- _Exercise_: Which lines of the entries contain the word "summit"? Please list them.

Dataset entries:
===============

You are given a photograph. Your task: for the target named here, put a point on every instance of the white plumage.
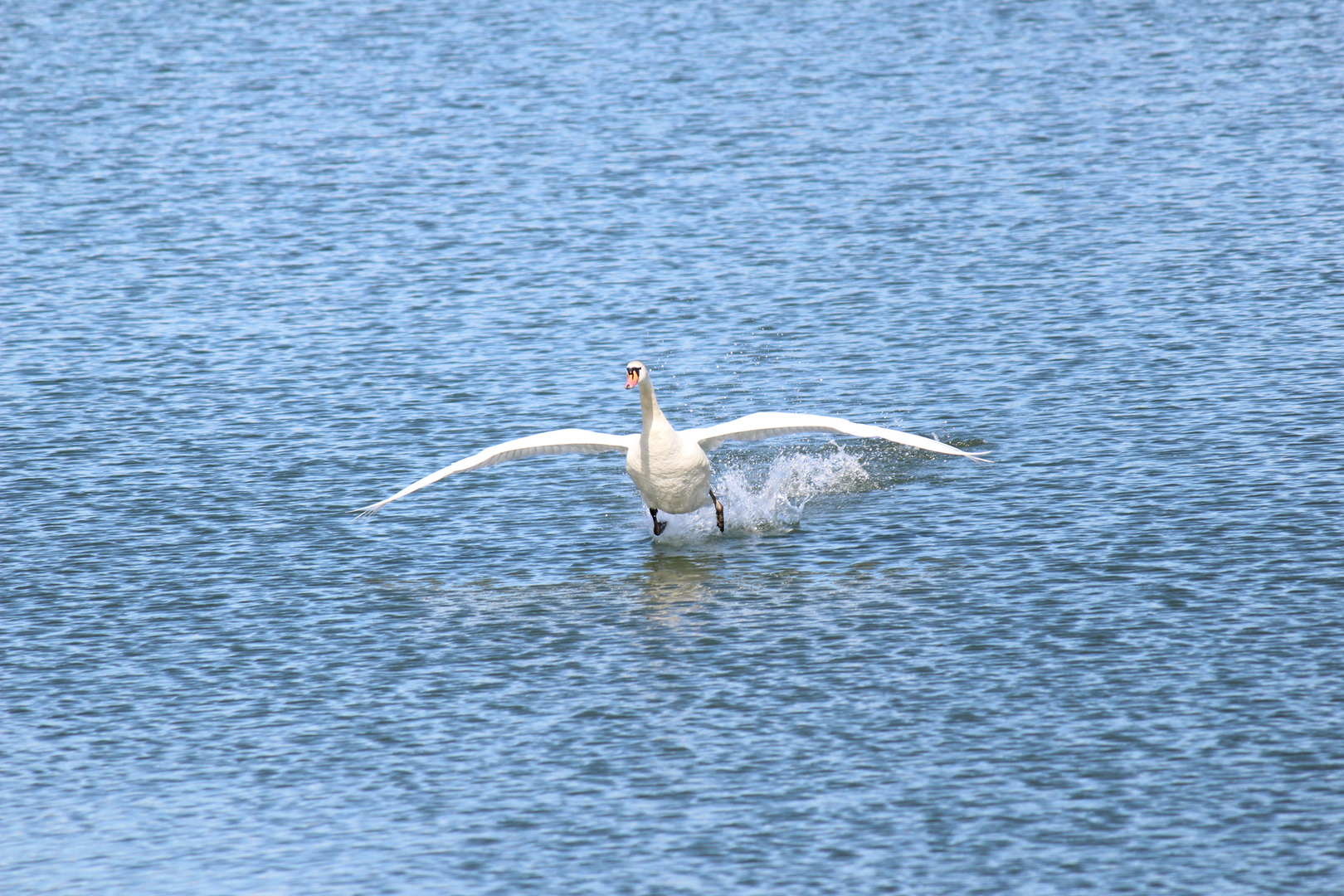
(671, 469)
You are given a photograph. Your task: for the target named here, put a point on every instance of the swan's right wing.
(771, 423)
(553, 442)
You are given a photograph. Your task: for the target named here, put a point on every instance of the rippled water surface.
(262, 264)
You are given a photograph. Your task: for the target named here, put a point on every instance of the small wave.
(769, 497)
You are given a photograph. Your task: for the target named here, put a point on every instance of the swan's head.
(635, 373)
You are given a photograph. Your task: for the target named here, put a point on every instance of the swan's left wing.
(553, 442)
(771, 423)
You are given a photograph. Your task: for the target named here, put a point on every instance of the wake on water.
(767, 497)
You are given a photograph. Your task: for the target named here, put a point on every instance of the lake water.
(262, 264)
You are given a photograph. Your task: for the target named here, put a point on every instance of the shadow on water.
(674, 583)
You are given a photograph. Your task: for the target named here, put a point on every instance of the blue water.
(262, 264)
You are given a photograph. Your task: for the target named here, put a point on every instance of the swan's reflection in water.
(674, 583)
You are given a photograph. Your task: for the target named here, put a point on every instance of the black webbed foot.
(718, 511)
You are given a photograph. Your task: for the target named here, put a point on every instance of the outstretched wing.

===============

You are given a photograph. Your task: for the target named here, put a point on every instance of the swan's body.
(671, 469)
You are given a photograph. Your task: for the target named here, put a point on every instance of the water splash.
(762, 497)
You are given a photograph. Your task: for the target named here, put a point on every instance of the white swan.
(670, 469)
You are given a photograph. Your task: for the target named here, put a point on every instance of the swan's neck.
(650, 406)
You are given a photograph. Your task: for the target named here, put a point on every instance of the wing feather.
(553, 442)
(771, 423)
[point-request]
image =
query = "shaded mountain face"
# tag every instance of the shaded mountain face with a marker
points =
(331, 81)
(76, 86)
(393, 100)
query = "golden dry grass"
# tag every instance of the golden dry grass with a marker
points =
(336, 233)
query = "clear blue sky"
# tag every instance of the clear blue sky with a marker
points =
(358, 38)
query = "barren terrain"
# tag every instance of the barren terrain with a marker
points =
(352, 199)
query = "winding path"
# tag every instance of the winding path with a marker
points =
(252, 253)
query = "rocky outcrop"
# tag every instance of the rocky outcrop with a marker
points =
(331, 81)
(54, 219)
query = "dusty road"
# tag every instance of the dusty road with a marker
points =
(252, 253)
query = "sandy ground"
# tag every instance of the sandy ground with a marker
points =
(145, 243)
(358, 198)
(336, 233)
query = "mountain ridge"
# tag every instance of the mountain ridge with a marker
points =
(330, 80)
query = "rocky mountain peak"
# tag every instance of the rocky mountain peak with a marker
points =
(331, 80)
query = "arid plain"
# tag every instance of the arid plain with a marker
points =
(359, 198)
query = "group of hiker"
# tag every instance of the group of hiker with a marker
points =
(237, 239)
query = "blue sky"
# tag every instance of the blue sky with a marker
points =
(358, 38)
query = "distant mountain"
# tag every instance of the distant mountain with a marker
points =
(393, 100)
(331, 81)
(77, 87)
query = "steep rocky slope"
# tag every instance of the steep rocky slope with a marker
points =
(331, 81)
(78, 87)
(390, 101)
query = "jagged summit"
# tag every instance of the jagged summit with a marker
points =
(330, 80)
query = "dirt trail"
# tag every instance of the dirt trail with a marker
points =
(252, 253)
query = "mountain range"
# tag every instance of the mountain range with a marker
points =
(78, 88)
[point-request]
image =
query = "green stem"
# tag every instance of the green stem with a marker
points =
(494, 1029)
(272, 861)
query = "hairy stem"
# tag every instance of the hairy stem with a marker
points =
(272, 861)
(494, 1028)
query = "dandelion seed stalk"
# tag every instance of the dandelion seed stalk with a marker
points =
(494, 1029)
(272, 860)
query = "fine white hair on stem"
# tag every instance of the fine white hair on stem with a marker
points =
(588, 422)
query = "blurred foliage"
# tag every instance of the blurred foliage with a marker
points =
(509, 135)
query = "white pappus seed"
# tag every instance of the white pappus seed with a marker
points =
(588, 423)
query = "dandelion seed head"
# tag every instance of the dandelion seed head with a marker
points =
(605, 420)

===============

- _Answer_:
query = "jagged summit"
# tag every instance of the jagged summit with a marker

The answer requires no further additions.